→ **SET EXERCISE**: Please pick out every line in the entries below that contains the string "wall", and copy each one. Case counts when matching.

++++++

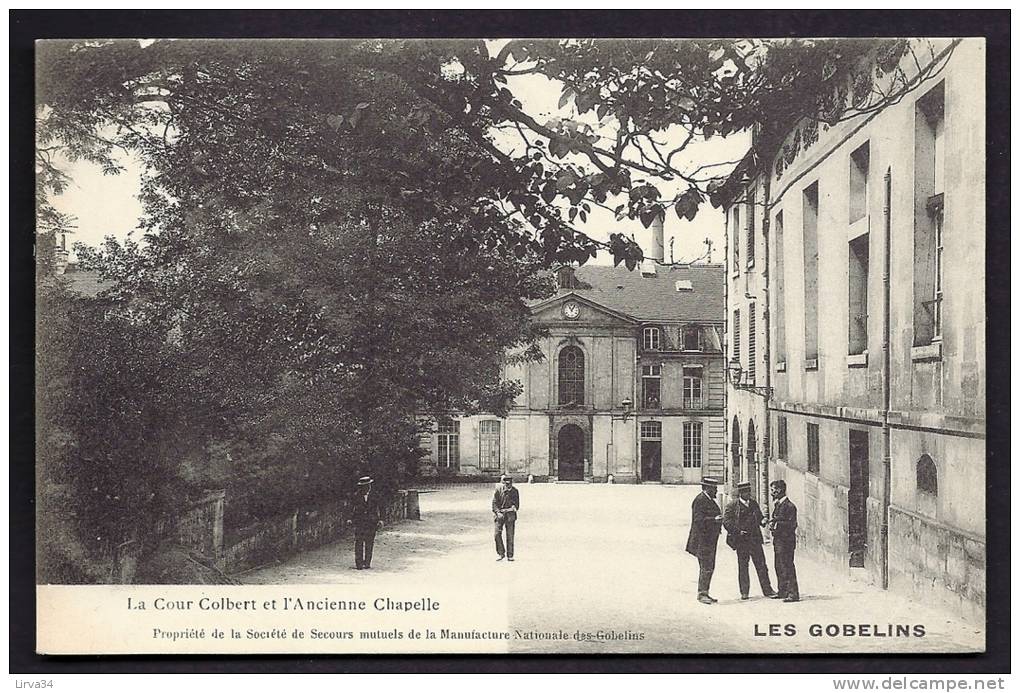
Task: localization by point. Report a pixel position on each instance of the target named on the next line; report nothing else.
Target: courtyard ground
(610, 558)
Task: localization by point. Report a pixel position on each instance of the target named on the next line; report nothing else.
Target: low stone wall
(303, 530)
(199, 530)
(936, 563)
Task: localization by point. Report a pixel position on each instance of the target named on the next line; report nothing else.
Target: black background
(28, 26)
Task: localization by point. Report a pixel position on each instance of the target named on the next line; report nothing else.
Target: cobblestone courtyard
(610, 558)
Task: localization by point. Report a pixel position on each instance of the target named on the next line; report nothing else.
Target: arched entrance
(752, 455)
(570, 453)
(734, 451)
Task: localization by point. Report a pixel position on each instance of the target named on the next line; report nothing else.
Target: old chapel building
(855, 299)
(630, 387)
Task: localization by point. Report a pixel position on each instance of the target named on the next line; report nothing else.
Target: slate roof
(655, 298)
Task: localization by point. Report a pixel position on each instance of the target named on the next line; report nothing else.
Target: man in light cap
(706, 522)
(744, 522)
(506, 501)
(366, 518)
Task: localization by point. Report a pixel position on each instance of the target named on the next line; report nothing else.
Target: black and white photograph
(511, 346)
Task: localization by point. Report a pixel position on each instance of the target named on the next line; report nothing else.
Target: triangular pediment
(561, 309)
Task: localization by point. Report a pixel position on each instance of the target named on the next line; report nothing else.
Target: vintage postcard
(511, 346)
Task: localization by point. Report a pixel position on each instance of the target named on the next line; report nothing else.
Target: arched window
(927, 476)
(571, 377)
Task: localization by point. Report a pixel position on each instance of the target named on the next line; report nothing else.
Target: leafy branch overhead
(628, 111)
(340, 235)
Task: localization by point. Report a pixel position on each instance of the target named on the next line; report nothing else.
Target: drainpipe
(726, 337)
(883, 552)
(767, 317)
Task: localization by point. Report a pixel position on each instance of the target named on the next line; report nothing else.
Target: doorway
(570, 453)
(651, 451)
(857, 498)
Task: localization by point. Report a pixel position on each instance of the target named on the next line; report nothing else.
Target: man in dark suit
(367, 520)
(506, 502)
(706, 522)
(783, 525)
(744, 522)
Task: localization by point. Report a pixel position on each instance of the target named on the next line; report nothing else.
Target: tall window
(652, 339)
(929, 188)
(571, 377)
(858, 317)
(751, 227)
(489, 445)
(736, 238)
(692, 444)
(860, 164)
(736, 335)
(448, 444)
(692, 339)
(927, 476)
(693, 388)
(780, 296)
(935, 214)
(781, 441)
(813, 459)
(651, 381)
(811, 271)
(651, 430)
(752, 358)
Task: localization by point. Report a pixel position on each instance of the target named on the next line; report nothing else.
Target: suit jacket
(505, 498)
(704, 529)
(365, 511)
(784, 523)
(743, 524)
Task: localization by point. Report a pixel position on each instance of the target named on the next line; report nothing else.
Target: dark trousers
(706, 566)
(785, 571)
(364, 541)
(506, 520)
(752, 553)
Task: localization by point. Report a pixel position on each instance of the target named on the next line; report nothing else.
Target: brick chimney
(60, 255)
(653, 247)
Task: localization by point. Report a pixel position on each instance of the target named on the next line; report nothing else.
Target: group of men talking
(744, 522)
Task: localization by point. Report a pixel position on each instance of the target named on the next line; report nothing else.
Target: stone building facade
(630, 387)
(865, 294)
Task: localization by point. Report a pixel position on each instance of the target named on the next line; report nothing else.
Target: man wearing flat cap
(744, 521)
(706, 522)
(506, 501)
(367, 520)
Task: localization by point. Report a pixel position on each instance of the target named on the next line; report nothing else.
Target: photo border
(29, 26)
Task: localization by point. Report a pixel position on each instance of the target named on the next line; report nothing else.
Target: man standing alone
(744, 521)
(506, 502)
(366, 520)
(706, 521)
(783, 525)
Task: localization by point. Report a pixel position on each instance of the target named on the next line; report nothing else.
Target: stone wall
(936, 564)
(303, 530)
(200, 531)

++++++

→ **CORRECT OUTPUT**:
Target: low stone wall
Target: stone wall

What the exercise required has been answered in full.